■ What you will do: Keep to one stretch of the data below, the lines from the one with "In this photo, where can the blurred spectator" up to and including the one with "In this photo, where can the baseball glove", and return that stretch exactly.

■ Exercise data:
»»

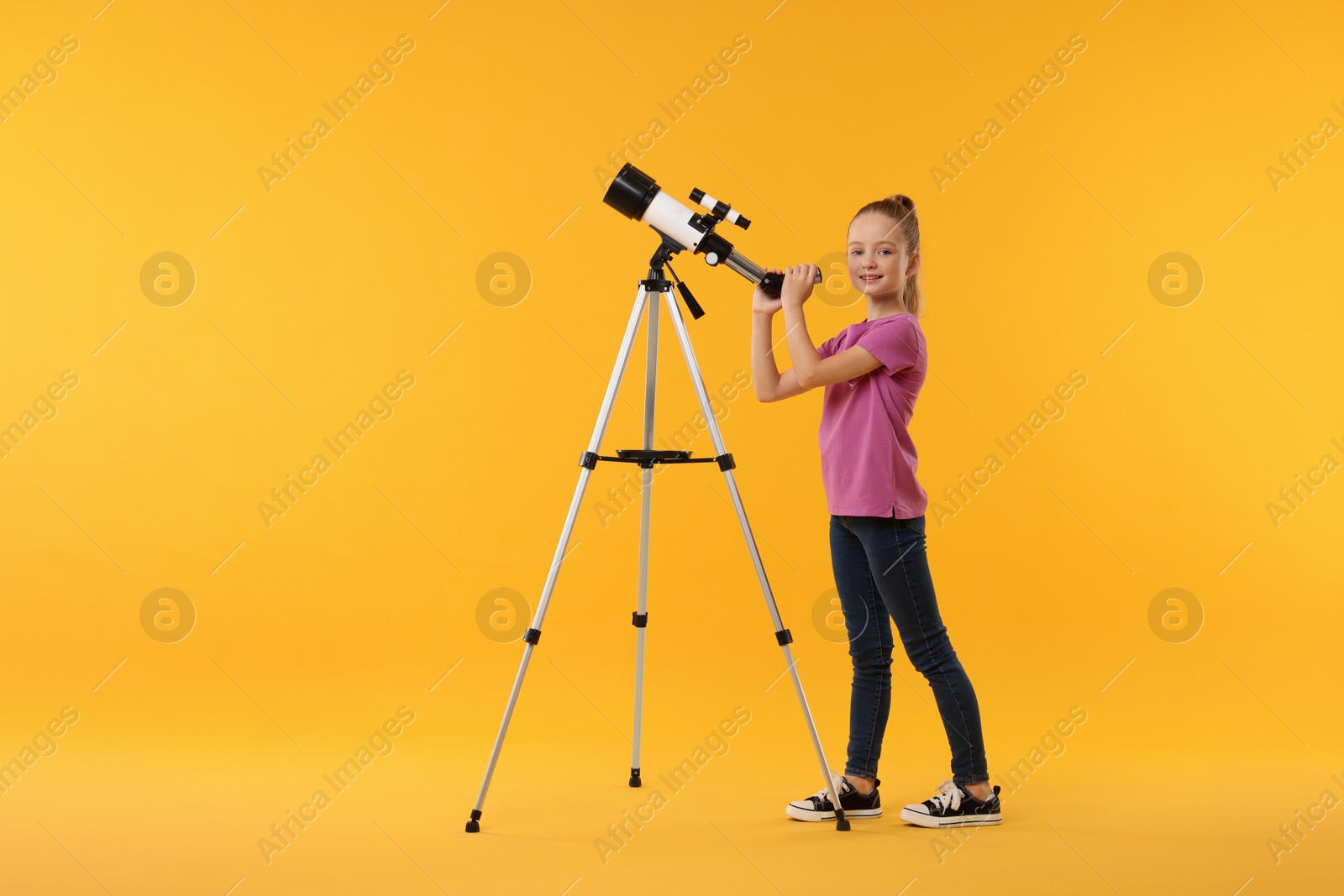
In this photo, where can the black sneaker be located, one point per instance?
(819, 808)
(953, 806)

««
»»

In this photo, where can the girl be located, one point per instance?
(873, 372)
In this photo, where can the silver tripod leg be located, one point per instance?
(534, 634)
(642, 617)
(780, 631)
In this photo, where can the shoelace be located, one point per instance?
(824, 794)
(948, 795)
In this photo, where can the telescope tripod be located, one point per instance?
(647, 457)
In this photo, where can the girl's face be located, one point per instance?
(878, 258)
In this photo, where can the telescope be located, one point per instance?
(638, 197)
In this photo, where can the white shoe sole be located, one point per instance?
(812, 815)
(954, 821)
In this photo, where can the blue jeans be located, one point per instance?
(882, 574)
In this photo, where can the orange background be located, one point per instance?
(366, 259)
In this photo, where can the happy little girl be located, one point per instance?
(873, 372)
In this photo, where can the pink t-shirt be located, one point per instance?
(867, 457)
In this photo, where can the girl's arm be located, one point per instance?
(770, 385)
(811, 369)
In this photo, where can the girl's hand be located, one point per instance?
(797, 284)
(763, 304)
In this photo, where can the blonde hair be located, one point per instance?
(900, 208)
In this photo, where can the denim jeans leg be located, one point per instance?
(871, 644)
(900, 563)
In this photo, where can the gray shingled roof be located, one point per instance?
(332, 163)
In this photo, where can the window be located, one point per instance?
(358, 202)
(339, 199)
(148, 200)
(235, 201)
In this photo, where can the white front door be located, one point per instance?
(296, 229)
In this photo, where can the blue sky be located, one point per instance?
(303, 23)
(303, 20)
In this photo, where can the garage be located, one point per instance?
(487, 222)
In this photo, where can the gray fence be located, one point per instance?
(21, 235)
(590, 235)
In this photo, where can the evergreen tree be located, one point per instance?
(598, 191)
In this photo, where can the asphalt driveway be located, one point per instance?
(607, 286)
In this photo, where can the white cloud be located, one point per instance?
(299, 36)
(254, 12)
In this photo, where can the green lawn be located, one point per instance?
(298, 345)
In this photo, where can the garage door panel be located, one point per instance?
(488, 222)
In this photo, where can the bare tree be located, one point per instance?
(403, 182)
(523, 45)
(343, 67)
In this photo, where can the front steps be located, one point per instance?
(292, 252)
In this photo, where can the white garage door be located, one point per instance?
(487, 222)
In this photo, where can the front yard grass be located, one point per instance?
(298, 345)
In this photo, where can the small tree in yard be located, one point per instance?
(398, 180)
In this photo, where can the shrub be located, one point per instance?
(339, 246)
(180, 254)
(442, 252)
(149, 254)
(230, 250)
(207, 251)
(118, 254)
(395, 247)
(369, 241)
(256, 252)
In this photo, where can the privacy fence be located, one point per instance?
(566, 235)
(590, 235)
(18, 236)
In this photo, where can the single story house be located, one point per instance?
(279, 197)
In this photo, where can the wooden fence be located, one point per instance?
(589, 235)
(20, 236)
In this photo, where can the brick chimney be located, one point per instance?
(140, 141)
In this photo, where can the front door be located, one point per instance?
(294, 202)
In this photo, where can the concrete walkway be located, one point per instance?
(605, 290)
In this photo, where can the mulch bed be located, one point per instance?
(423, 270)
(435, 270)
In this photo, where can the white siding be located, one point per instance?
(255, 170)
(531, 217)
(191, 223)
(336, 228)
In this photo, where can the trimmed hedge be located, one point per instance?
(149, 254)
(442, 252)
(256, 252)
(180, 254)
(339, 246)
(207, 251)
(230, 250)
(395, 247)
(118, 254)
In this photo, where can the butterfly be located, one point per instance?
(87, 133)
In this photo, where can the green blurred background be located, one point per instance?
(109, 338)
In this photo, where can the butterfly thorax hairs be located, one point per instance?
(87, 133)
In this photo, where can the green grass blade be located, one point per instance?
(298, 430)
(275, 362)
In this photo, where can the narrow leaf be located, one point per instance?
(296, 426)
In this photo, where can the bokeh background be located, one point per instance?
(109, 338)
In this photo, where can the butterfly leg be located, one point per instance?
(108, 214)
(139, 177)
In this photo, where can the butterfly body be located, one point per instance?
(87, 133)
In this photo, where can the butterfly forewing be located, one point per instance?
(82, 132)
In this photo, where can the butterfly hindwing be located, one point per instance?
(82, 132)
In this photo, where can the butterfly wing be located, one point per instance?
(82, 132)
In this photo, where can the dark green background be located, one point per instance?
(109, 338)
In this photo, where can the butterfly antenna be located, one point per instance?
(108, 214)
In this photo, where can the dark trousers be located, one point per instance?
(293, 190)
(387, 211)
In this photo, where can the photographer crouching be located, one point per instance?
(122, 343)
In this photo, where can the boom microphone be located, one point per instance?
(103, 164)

««
»»

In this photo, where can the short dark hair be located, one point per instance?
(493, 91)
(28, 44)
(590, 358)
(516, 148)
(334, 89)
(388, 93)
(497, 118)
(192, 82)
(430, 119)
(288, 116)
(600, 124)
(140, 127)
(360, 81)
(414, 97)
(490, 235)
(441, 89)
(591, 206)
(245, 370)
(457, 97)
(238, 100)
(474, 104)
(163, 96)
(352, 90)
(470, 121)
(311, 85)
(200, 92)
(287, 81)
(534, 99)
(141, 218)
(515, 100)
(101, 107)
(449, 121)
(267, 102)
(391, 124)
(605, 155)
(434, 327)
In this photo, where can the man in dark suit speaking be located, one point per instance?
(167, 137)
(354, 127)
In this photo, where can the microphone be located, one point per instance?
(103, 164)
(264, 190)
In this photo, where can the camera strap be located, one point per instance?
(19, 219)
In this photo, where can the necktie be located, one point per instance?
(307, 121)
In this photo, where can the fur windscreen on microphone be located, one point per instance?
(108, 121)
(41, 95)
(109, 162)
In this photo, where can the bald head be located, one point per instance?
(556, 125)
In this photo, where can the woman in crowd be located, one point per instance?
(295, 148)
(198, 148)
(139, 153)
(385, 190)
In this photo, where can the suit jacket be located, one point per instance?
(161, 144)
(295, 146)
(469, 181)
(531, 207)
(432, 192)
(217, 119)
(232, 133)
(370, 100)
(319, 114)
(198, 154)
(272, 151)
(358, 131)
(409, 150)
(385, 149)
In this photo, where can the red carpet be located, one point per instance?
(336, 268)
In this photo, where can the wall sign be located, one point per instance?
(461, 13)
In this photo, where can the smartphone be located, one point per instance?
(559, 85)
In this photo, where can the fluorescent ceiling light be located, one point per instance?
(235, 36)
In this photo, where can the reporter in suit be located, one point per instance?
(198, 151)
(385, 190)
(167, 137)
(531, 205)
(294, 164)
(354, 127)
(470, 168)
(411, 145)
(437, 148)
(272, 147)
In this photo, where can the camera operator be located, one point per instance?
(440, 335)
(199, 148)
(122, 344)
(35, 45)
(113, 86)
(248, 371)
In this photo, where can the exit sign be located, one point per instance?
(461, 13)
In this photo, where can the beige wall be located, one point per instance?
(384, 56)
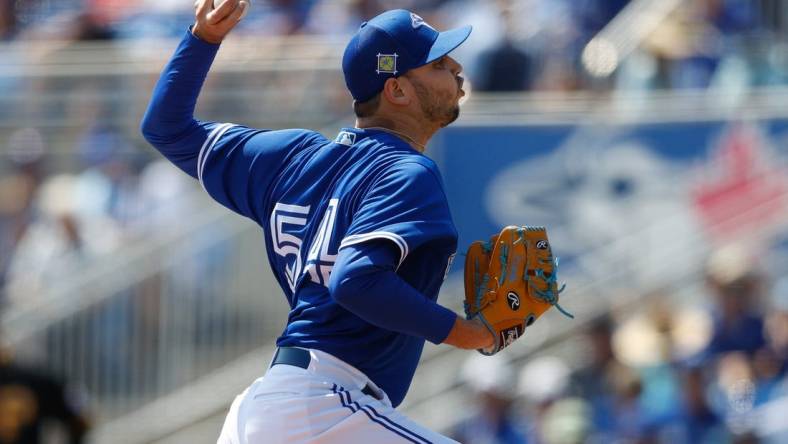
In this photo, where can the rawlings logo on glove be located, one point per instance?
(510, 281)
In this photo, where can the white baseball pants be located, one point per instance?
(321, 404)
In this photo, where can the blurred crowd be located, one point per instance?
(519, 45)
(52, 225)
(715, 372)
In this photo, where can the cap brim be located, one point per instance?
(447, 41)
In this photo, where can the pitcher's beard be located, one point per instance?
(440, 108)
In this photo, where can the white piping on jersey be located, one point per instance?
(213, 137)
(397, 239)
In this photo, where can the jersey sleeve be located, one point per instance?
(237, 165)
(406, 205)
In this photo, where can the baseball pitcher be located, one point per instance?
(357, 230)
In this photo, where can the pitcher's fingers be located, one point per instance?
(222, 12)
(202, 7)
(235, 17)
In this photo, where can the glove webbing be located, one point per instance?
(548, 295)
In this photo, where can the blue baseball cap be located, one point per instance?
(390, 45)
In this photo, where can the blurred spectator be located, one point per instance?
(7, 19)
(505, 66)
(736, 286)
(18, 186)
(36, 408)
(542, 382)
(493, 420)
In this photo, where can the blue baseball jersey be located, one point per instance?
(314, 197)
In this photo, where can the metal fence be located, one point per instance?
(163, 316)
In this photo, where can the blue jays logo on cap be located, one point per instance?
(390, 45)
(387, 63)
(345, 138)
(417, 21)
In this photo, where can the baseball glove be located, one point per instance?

««

■ Reply:
In this photo, where can the blurred spectator be located, one point per instance?
(7, 19)
(505, 66)
(736, 286)
(18, 186)
(36, 408)
(542, 382)
(493, 420)
In this photo, where can the blue baseball jersey be located, one point per instance?
(314, 197)
In this photo, where can the metal fence be located, one point per instance?
(163, 316)
In this photo, where can the blue jays logo on cap be located, one point per instance?
(390, 45)
(387, 63)
(345, 138)
(417, 21)
In this photo, where can the baseball glove be located, one point per instance?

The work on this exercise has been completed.